=== Section Start ===

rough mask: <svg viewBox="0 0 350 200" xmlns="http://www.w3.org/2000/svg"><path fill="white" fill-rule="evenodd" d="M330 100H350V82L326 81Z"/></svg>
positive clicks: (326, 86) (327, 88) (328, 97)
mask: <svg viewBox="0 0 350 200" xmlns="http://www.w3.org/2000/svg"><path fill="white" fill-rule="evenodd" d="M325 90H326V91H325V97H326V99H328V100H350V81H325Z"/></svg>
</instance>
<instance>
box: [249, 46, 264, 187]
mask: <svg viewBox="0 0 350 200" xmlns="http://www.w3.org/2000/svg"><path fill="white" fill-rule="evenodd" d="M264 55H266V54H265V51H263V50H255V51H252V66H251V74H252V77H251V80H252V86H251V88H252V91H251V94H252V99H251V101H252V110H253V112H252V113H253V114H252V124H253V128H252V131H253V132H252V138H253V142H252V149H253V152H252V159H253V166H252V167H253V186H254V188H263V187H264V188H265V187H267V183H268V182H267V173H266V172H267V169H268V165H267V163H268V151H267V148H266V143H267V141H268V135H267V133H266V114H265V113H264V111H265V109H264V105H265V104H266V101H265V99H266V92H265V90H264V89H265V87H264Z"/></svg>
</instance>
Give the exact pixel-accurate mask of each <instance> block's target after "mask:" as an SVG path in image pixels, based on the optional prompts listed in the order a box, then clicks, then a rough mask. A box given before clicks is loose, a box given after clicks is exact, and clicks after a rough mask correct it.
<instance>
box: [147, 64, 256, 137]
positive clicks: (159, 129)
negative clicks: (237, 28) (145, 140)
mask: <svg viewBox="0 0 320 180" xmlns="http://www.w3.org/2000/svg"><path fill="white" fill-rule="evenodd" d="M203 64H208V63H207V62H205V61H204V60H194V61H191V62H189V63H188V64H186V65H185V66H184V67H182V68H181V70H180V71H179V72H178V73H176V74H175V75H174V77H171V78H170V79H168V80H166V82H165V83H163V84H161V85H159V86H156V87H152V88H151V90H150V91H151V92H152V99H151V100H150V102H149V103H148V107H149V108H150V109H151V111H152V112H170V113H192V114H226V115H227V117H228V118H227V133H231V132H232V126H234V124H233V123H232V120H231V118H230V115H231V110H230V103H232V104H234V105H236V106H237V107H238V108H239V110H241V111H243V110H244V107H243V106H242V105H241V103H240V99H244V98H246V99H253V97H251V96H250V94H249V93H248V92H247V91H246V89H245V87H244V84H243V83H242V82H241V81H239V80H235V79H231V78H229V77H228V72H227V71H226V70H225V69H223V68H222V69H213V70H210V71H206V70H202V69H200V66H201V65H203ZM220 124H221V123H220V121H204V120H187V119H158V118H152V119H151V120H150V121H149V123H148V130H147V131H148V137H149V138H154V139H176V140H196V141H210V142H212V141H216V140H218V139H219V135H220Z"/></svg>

=== Section End ===

§ WHAT YOU ARE ASKED TO DO:
Reproduce, please, every line of the records above without alteration.

§ TASK SOLUTION:
rough mask: <svg viewBox="0 0 350 200" xmlns="http://www.w3.org/2000/svg"><path fill="white" fill-rule="evenodd" d="M330 100H350V82L326 81Z"/></svg>
positive clicks: (326, 86) (327, 88) (328, 97)
mask: <svg viewBox="0 0 350 200" xmlns="http://www.w3.org/2000/svg"><path fill="white" fill-rule="evenodd" d="M325 90H326V91H325V97H326V99H328V100H350V81H325Z"/></svg>
</instance>
<instance>
box: [249, 46, 264, 187]
mask: <svg viewBox="0 0 350 200" xmlns="http://www.w3.org/2000/svg"><path fill="white" fill-rule="evenodd" d="M264 55H266V54H265V51H263V50H255V51H252V66H251V74H252V77H251V80H252V86H251V88H252V91H251V94H252V99H251V101H252V110H253V112H252V113H253V114H252V124H253V128H252V131H253V132H252V138H253V142H252V149H253V152H252V159H253V166H252V167H253V186H254V188H263V187H264V188H265V187H267V183H268V182H267V173H266V172H267V169H268V165H267V163H268V151H267V148H266V143H267V141H268V135H267V133H266V114H265V113H264V111H265V109H264V105H265V104H266V101H265V99H266V92H265V90H264V89H265V87H264Z"/></svg>
</instance>
Give the exact pixel-accurate mask of each <instance> block's target after "mask:" as an SVG path in image pixels, based on the optional prompts listed in the order a box, then clicks, then a rough mask. A box given before clicks is loose, a box given after clicks is exact, and clicks after a rough mask correct it.
<instance>
box: [147, 64, 256, 137]
positive clicks: (159, 129)
negative clicks: (237, 28) (145, 140)
mask: <svg viewBox="0 0 320 180" xmlns="http://www.w3.org/2000/svg"><path fill="white" fill-rule="evenodd" d="M203 64H208V63H207V62H205V61H204V60H194V61H191V62H189V63H188V64H186V65H185V66H184V67H182V68H181V70H180V71H179V72H178V73H176V74H175V75H174V77H171V78H170V79H168V80H166V82H165V83H163V84H161V85H159V86H156V87H152V88H151V90H150V91H151V92H152V99H151V100H150V102H149V103H148V107H149V108H150V109H151V111H152V112H170V113H192V114H226V115H227V117H228V118H227V133H231V132H232V126H234V124H233V123H232V120H231V118H230V115H231V110H230V103H232V104H234V105H236V106H237V107H238V108H239V110H241V111H243V110H244V107H243V106H242V105H241V103H240V99H244V98H246V99H253V97H251V96H250V94H249V93H248V92H247V91H246V89H245V87H244V84H243V83H242V82H241V81H239V80H235V79H231V78H229V77H228V72H227V71H226V70H225V69H223V68H222V69H213V70H210V71H206V70H202V69H200V66H201V65H203ZM220 124H221V123H220V121H204V120H187V119H158V118H152V119H151V120H150V121H149V123H148V130H147V131H148V137H149V138H154V139H176V140H196V141H210V142H212V141H216V140H218V139H219V135H220Z"/></svg>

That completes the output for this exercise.